• [EXTRAIT DU DOCUMENT]:
Représentée par Me Marilyn LALANCE de la SELARL LALANCE MARILYN, avocat au barreau de REIMS

COMPOSITION DE LA COUR LORS DES DEBATS :

Madame Véronique MAUSSIRE, conseiller, a entendu les plaidoiries, les parties ne s'y étant pas opposées ; en a rendu compte à la cour lors de son délibéré.

COMPOSITION DE LA COUR LORS DU DELIBERE :

Madame Elisabeth MEHL-JUNGBLUTH, présidente de chambre

Madame Véronique MAUSSIRE, conseiller

Madame Florence MATHIEU, conseiller

GREFFIER :

Monsieur Abdel-Ali AIT AKKA, greffier lors des débats et Monsieur Nicolas MUFFAT-GENDET, greffier lors du prononcé

DEBATS :

A l'audience publique du 04 avril 2022, où l'affaire a été mise en délibéré au 24 mai 2022,

ARRET :

Contradictoire, prononcé par mise à disposition au greffe le 24 mai 2022 et signé par Madame Elisabeth MEHL-JUNGBLUTH présidente de chambre, et Monsieur Nicolas MUFFAT-GENDET, greffier, auquel la minute a été remise par le magistrat signataire.

La Caisse d'Epargne et de Prévoyance de Picardie a consenti le 31 juillet 2013 à la SARL [I] Chauffage Service un crédit de 40 000 euros destiné au financement des besoins en fonds de roulement de la SARL, amortissable sur une durée de 36 mois, au taux d'intérêt fixe de 3,45% l'an, soit des échéances mensuelles constantes de 1185,20 euros.

M. [U] [I], gérant de la SARL [I] Chauffage Service, s'est porté caution solidaire et indivisible de sa société le 30 juillet 2013 dans la limite de 26 000 euros, couvrant le paiement du principal, des intérêts et le cas échéant, des pénalités ou intérêts de retard et ce pour une durée de 66 mois.

Le 6 juin 2014, le tribunal de commerce de Saint-Quentin a prononcé l'ouverture d'une procédure de redressement judiciaire à l'encontre de la SARL [I] Chauffage Service.

• [DONNÉES FOURNIES]:

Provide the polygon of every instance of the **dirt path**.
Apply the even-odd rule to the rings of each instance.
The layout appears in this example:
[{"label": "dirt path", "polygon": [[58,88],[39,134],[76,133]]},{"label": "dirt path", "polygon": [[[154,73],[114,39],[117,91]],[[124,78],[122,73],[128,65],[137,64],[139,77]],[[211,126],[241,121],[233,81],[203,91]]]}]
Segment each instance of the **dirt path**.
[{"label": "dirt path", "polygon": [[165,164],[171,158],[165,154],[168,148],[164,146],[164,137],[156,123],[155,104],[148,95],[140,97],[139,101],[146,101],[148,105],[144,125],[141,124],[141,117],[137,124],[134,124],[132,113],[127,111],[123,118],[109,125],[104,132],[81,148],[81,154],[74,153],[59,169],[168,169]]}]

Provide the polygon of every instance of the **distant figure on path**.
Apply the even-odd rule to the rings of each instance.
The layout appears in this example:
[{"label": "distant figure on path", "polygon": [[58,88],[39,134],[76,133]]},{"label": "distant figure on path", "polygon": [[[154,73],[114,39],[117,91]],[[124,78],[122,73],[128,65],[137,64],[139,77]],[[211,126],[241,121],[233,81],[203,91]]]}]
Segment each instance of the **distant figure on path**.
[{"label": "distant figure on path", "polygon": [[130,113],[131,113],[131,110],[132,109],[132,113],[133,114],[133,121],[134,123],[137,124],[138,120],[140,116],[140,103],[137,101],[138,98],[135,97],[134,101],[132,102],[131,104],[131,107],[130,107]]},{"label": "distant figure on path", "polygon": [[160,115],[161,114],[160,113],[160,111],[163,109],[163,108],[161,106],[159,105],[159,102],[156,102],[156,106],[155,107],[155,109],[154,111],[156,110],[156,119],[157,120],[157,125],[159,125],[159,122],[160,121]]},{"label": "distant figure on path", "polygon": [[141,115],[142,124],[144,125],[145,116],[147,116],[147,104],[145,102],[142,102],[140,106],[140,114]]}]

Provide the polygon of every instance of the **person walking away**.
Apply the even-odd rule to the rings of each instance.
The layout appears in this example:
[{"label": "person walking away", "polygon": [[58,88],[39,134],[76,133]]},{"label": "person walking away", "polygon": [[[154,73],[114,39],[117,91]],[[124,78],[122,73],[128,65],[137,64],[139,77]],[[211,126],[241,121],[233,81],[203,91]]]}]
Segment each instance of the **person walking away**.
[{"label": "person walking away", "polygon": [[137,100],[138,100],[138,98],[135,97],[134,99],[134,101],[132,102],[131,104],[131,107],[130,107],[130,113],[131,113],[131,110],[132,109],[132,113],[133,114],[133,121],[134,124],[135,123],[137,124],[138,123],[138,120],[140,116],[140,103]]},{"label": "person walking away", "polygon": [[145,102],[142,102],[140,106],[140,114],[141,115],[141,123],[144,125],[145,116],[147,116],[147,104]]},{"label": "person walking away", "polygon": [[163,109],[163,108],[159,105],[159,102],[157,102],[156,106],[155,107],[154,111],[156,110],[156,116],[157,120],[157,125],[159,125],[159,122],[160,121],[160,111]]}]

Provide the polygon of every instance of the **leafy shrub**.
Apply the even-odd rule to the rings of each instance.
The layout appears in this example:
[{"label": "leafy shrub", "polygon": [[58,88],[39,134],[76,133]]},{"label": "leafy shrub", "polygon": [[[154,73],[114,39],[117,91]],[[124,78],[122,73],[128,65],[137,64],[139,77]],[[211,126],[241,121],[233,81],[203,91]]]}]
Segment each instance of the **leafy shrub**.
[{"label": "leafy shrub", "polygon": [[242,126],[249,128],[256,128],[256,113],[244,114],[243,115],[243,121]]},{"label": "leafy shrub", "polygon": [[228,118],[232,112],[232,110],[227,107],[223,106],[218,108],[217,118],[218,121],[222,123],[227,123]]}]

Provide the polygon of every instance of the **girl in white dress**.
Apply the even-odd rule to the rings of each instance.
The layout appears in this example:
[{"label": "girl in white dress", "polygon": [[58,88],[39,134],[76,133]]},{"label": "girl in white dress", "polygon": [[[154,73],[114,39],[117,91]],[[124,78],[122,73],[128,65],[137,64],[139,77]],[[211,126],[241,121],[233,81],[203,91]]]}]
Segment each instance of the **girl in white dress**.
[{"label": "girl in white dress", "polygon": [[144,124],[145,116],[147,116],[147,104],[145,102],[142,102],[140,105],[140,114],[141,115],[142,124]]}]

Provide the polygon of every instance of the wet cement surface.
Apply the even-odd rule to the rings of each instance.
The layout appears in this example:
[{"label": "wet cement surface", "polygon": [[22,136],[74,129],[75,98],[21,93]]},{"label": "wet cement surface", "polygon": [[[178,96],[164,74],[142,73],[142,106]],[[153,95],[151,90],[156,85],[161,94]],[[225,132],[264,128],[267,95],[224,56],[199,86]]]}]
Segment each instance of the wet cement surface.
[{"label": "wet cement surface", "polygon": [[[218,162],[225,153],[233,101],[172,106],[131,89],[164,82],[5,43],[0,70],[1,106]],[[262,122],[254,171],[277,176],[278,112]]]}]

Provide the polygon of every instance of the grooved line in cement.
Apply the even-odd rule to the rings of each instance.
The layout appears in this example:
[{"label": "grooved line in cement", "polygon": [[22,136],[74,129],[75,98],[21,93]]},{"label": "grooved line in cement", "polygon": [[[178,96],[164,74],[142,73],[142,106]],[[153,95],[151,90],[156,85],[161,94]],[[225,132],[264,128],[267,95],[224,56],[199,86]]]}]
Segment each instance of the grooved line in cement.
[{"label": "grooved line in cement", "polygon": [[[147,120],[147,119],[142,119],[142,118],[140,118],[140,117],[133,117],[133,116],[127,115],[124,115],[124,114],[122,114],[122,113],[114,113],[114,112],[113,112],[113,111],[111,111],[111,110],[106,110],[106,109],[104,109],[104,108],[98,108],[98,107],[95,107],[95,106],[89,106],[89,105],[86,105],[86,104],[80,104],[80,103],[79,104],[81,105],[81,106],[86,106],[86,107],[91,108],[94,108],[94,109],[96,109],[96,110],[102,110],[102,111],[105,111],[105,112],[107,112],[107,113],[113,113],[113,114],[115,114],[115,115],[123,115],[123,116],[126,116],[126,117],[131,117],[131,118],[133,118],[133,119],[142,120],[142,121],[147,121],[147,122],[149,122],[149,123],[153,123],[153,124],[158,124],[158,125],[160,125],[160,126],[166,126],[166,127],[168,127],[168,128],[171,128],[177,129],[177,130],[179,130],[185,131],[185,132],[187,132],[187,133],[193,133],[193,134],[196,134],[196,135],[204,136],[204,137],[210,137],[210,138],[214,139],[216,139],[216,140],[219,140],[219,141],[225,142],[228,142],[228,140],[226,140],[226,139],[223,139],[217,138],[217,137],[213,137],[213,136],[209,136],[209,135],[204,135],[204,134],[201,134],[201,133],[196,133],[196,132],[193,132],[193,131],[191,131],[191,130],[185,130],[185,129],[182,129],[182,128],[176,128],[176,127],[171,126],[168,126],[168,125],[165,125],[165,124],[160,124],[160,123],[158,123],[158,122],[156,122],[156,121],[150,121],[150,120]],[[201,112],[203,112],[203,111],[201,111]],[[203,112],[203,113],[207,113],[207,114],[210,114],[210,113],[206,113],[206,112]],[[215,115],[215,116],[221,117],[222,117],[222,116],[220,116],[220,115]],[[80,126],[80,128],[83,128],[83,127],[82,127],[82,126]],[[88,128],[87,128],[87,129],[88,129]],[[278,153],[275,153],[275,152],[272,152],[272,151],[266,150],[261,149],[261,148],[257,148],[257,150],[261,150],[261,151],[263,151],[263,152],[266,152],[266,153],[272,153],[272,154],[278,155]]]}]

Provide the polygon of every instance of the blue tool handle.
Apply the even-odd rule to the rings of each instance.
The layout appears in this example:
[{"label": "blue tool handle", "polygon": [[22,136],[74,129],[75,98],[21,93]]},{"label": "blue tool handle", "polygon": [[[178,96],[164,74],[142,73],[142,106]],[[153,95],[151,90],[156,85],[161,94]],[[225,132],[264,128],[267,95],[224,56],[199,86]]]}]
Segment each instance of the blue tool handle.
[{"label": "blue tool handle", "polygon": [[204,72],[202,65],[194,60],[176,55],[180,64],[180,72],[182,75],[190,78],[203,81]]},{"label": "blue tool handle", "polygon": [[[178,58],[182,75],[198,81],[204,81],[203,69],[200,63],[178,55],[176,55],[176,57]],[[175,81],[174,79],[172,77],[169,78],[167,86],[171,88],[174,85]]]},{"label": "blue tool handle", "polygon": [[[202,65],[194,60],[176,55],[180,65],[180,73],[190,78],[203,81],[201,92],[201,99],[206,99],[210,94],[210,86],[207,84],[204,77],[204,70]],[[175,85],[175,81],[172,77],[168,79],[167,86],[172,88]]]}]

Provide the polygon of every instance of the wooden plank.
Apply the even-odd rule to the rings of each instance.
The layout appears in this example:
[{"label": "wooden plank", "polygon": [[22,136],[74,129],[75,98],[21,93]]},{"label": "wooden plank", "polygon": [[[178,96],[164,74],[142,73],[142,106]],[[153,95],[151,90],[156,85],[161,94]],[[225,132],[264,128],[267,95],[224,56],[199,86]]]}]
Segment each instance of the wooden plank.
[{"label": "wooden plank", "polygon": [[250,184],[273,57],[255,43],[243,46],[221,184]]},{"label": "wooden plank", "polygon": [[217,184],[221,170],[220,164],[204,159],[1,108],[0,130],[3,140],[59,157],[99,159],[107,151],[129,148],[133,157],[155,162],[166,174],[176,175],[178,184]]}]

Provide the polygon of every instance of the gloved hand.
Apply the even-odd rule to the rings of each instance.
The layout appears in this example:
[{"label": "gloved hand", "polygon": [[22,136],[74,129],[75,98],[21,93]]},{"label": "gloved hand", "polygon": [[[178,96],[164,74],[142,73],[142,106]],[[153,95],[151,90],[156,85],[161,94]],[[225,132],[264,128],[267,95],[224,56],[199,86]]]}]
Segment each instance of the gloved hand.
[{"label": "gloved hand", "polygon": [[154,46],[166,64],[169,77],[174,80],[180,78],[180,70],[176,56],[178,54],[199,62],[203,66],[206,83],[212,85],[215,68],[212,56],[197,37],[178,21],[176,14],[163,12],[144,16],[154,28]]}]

• [CONSIGNES DE L'EXERCICE]:
A) Répondez aux questions suivantes d'après l'extrait de l'arrêt, en reprenant la même numérotation.
(i) À quelle date s'est tenue l'audience publique ?
(ii) Dans quelle limite le gérant de la société s'est-il porté caution ?
(iii) Quel tribunal a ouvert la procédure de redressement judiciaire, et à quelle date ?
B) Rédigez la suite de l'extrait de l'arrêt sur le crédit consenti à la société de chauffage, en reprenant après sa dernière phrase.

• [LES RÉPONSES]:
A)
(i) Le 04 avril 2022.
(ii) Dans la limite de 26 000 euros.
(iii) Le tribunal de commerce de Saint-Quentin, le 6 juin 2014.

B)
La Caisse d'Epargne et de Prévoyance de Picardie a déclaré sa créance le 23 juin 2014 auprès du mandataire judiciaire pour un montant de 70 857,39 euros à titre chirographaire, incluant l'encours restant dû au titre du crédit de 40 000 euros sus nommé, soit 30 387,01 euros.

Cette créance a été admise en totalité au passif de la SARL [I] Chauffage Service le 23 mars 2015.

La Caisse d'Epargne et de Prévoyance de Picardie a adressé une lettre recommandée avec AR à M. [U] [I] en sa qualité de caution, afin de lui rappeler son engagement à hauteur de 26 000 euros.

Aucune poursuite n'a été engagée à l'encontre de M. [U] [I] du fait que la société [I] Chauffage Service bénéficiait d'une période d'observation.

La liquidation judiciaire de la SARL [I] Chauffage Service a été prononcée par jugement du tribunal de commerce de Saint Quentin en date du 9 septembre 2016.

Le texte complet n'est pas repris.